В каком-то смысле эпиграфом к повести Кокорева можно поставить слова Уоллеса Стивенса, которыми Иосиф Бродский озаглавил свой некролог Довлатову: “Мир уродлив, и люди грустны”. Поправкой может служить лишь то, что для автора, человека молодого, мир — прекрасный мир “райского острова” — пока еще не уродлив, но катастрофически чужд, пугающ и непонятен. Недаром один из сюжетов так и не написанных романов Брэда представляет собой “что-то среднее” между “Робинзоном Крузо” и “Островом сокровищ”. Тема “робинзонады”, естественная для “островного” повествования, возникает едва ли не с первых страниц повести: “Вообще английская колония напоминала горстку людей, спасшихся после кораблекрушения, причем каждый — после своего, сугубо личного”. Сам повествователь пока еще кораблекрушения не пережил. Он с завидной зоркостью наблюдает за симптомами грядущих кораблекрушений в окружающих и, прежде всего, в себе самом. Пытается учиться на чужих ошибках. При этом автор “Девственного острова”, похоже, обладает завидным запасом душевного здоровья. Здесь уместно процитировать одну из его не по-юношески мудрых, но вполне убедительных сентенций в духе Екклесиаста: “Линда, в жизни есть много хорошего и почти ничего постоянного. Все в этой жизни проходит, Линда, и плохое, и хорошее. Нельзя всю жизнь прожить в раю, но в жизни нет и вечного ада...”. Неслабо для семнадцатилетнего?!
---*---
● **Письменное задание 1**: Посчитайте, сколько строк в записях ниже содержат слово «encloses» с учетом регистра, и укажите только число.
---*---
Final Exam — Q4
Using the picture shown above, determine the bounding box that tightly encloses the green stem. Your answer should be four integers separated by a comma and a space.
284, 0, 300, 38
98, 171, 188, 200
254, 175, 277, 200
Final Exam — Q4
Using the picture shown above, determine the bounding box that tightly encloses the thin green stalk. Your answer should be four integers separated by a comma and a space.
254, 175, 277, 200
---*---
● **Письменное задание 2**: Изложите фрагмент о повести Кокорева в двух предложениях.

● **Ответ на задание 1**: 2

● **Ответ на задание 2**: В повести Кокорева «Девственный остров» мир «райского острова» для молодого автора пока еще не уродлив, но катастрофически чужд, пугающ и непонятен, а тема робинзонады возникает едва ли не с первых страниц. Сам повествователь кораблекрушения еще не пережил, но зорко наблюдает его симптомы в окружающих и в себе, пытается учиться на чужих ошибках и, похоже, обладает завидным запасом душевного здоровья.